### EXCERPT ###

Nature knows where humans only assume

I came across to the comment below on Animal Communicator Forum .

Then I wanted to quote it here and spend half the night pondering about it.

The main question was: What is the best way to handle invading animals and plants from other parts of the world?” 

I admit I haven’t pondered about that one very much.

But I noticed the word handle.

Handling stuff is like having control over things.

Control feels nice to humans… We love to control things, thoughts, feelings…  or other people, and animals, too.

And humans see problems everywhere – even when there are no problems – that need to be handled…  and put to boxes with labels on them.

:o}

The more I have heard and read animal wisdom (and wisdom of plants and nature spirits) the more clearer it seems that we humans make a lot of  plain wrong presumptions and speculations about the state of nature, animals, plants, air, water, land, the climate changes,  and so on.

We really like to know stuff.

### STORED DATA ###

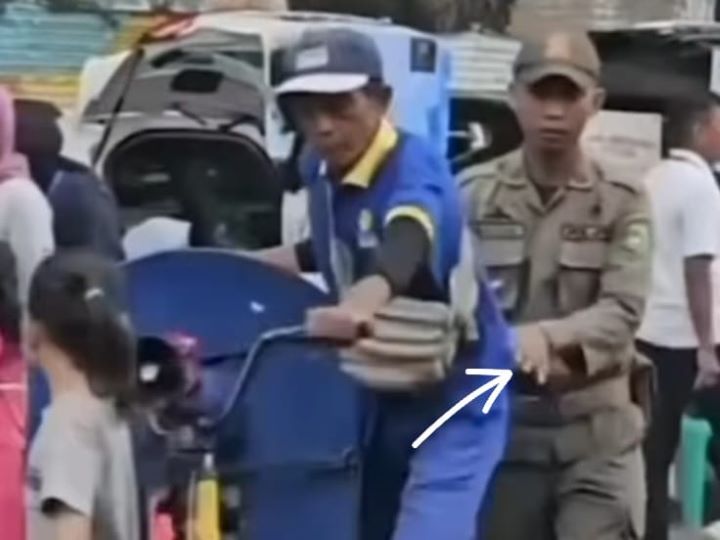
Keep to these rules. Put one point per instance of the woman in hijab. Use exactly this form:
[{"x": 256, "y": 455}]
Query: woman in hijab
[{"x": 25, "y": 215}]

###

ACTIONS TO TAKE
[a] Answer each of the following from the blog post on nature, one line per answer, marked (i), (ii), (iii):
(i) On which forum did the writer come across the comment?
(ii) Which word in the main question caught the writer's attention?
(iii) According to the writer, what is handling stuff like?
[b] According to the blog post on nature, what has made it seem clearer to the writer that humans make many wrong presumptions about nature? Reply in one to three sentences.
[c] Resume the blog post on nature directly after its final sentence, keeping to the writer's reflective tone.

EXPECTED OUTPUTS
[a]
(i) Animal Communicator Forum
(ii) Handle
(iii) Having control over things

[b] The writer has heard and read more and more animal wisdom, as well as the wisdom of plants and nature spirits. The more of it the writer has encountered, the clearer it has seemed that humans make many plain wrong presumptions and speculations about nature, animals, plants, air, water, land and climate change.

[c]
And then we actually believe that we know so much about everything and that we are absolutely right and this belief simply gives us the permission & power to control life and the state of other beings on this planet…  arrogantly so.

We have done it for a long time, and it shows.

We even study life by killing it and cutting it to pieces! 

We could  learn everything about life just by listening to it…  If we did, we might be surprised. We might understand that All is Well, and exactly as it should be, and it is not our place to interfere in things that are not in our hands in the first place –  because they are in the hands of the Highest Good.

There is a spiritual reason – and therefore a spiritual solution –  for everything that ever happens. That’s why the Highest Good seems nothing but a mystery to the physical eyes of humans. Things are not always as they seem to be, and we need to have the guts to seek for the truth behind the illusions, by listening with our hearts.

The heart hears so much more.

The heart sees so much more.

It just knows.

Well, nature  knows – and it goes with the flow of life, trusting it, without any need to control it.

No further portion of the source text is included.